**Text block:**
****************************************
Coincidentally, both Patricia Whitley and the creators of the femicide database worked for the health department, although in different fields.
When Pat Whitley was murdered, the department’s epidemiologists were contacted immediately. Researchers organized a town hall kind of meeting inside the department for anyone grieving or curious to talk about domestic violence in their own lives, about 200 health workers, mostly women, attended.
The department worked with a domestic violence advocacy group to coordinate a citywide campaign to get more bystanders—neighbors who hear domestic violence—to speak up.
“[Our] stuff was out there for ever,” said Susan Wilt, who began the femicide database but who has since retried from the health department. “We didn’t need Patricia killed to start looking at this stuff. Our data has been there.”
Not much moves before noon inside apartment 2B. A naked bulb shows in the ceiling, but it’s not often lit; the only light comes from a window facing southwest. At the end of the hall, the door to Zina Whitley’s room is still shut. It takes her close to an hour to get dressed and come sit in the living room.
****************************************
**Things to do:**
1 > Do the following statements agree with the femicide passage? For each, answer yes or no and quote the words that decide it.
(a) About 200 health workers attended the meeting held inside the department.
(b) The department ran the citywide campaign without any outside group.
(c) The only light in apartment 2B comes from a window facing northeast.
2 > According to the femicide passage, how long does it take Zina Whitley to get dressed and come sit in the living room?
****************************************
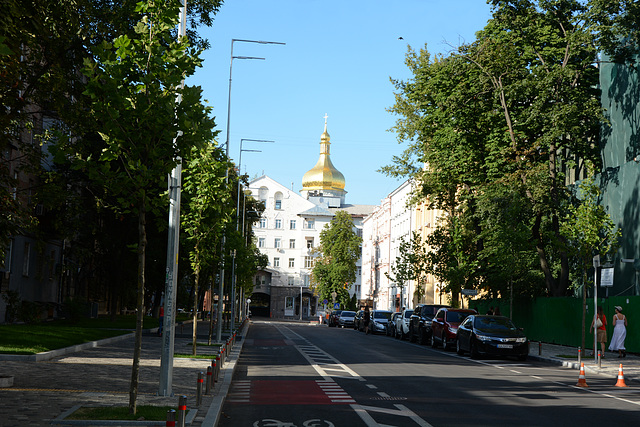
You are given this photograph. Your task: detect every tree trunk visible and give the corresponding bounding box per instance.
[129,193,147,414]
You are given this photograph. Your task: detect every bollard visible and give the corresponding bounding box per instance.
[196,371,204,406]
[204,366,213,395]
[165,409,176,427]
[598,350,602,368]
[177,396,187,427]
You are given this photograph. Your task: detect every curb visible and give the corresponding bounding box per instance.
[201,320,251,427]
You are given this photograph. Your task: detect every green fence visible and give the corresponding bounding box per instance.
[471,296,640,353]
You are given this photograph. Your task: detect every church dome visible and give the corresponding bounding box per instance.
[302,116,345,191]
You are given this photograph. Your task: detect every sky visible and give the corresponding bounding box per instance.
[187,0,491,205]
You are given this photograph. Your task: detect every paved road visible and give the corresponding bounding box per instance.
[0,319,640,427]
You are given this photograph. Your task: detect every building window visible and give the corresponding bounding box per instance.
[22,242,31,277]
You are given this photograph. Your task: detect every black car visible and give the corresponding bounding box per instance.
[327,310,342,327]
[353,310,364,331]
[409,304,448,344]
[456,315,529,360]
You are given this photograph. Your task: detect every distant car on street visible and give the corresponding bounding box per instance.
[456,314,529,360]
[327,310,342,327]
[431,307,478,350]
[338,310,356,328]
[369,310,393,334]
[409,304,448,344]
[395,309,413,340]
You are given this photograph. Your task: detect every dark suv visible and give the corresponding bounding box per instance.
[409,304,448,344]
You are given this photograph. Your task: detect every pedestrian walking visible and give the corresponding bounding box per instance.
[364,306,371,335]
[609,305,627,358]
[589,306,607,359]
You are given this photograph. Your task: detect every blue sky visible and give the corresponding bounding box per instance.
[187,0,490,205]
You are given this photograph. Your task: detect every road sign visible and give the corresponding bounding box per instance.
[600,268,613,288]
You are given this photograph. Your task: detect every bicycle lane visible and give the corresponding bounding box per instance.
[220,322,428,427]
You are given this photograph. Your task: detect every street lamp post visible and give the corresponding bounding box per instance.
[216,39,286,342]
[231,138,274,330]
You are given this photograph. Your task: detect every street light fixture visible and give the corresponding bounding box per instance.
[216,39,286,342]
[230,138,275,330]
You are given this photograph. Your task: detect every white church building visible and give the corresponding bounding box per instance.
[249,116,375,319]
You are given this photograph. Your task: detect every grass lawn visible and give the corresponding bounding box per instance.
[0,315,186,354]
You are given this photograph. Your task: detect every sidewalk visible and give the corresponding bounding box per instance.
[0,322,248,427]
[529,342,640,383]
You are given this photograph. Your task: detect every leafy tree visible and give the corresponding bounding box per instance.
[383,0,602,296]
[561,179,621,348]
[385,231,428,307]
[55,1,214,413]
[312,211,362,307]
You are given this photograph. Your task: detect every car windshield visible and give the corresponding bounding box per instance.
[473,316,516,332]
[373,311,391,320]
[446,311,471,323]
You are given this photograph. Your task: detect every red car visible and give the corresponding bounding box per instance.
[431,307,478,350]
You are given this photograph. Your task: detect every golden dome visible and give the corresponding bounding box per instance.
[302,115,345,191]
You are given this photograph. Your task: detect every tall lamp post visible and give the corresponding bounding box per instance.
[216,39,286,342]
[230,138,274,330]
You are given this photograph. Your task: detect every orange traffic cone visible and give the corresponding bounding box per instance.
[616,363,628,387]
[576,363,589,387]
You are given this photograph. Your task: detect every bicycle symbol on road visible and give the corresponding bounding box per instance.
[253,418,335,427]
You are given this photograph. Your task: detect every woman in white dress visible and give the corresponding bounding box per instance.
[609,305,627,358]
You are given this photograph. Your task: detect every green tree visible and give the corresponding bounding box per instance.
[384,231,428,307]
[55,1,214,413]
[312,211,362,307]
[383,0,602,296]
[561,179,621,354]
[180,144,231,355]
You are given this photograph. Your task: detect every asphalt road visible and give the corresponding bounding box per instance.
[219,321,640,427]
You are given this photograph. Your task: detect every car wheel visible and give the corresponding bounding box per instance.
[442,332,449,351]
[469,341,480,359]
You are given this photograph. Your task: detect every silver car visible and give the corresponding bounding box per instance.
[396,309,413,340]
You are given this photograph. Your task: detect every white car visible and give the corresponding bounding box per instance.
[396,309,413,340]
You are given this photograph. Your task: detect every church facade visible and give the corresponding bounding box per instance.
[249,116,374,319]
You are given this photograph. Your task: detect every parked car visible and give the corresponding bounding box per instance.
[431,308,478,351]
[409,304,448,344]
[327,310,342,327]
[353,310,364,331]
[387,311,402,337]
[369,310,393,334]
[456,314,529,360]
[396,309,413,340]
[338,310,356,328]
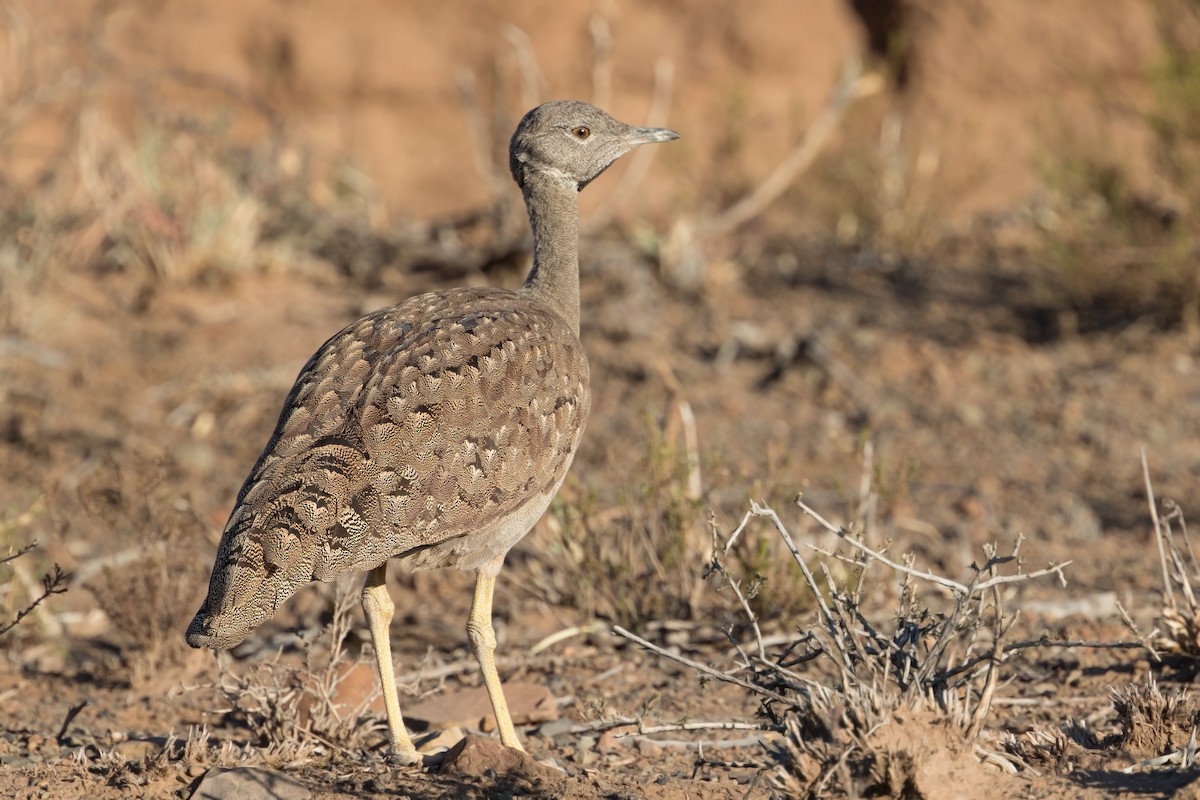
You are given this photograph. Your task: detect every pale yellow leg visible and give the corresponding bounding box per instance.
[362,561,421,764]
[467,555,524,751]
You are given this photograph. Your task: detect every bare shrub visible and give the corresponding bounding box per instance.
[614,489,1092,796]
[1112,678,1200,756]
[79,462,206,681]
[216,582,383,754]
[0,498,71,636]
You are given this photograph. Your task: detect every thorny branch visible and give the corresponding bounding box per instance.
[0,542,71,636]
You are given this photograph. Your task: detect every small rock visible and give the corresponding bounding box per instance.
[295,661,381,728]
[413,728,467,754]
[404,684,558,730]
[191,766,313,800]
[538,717,575,739]
[438,736,565,783]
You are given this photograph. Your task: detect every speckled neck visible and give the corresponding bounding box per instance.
****************************************
**Answers to the exercise:**
1 >
(a) Yes: "about 200 health workers, mostly women, attended."
(b) No: "The department worked with a domestic violence advocacy group to coordinate a citywide campaign"
(c) No: "the only light comes from a window facing southwest."

2 > Close to an hour.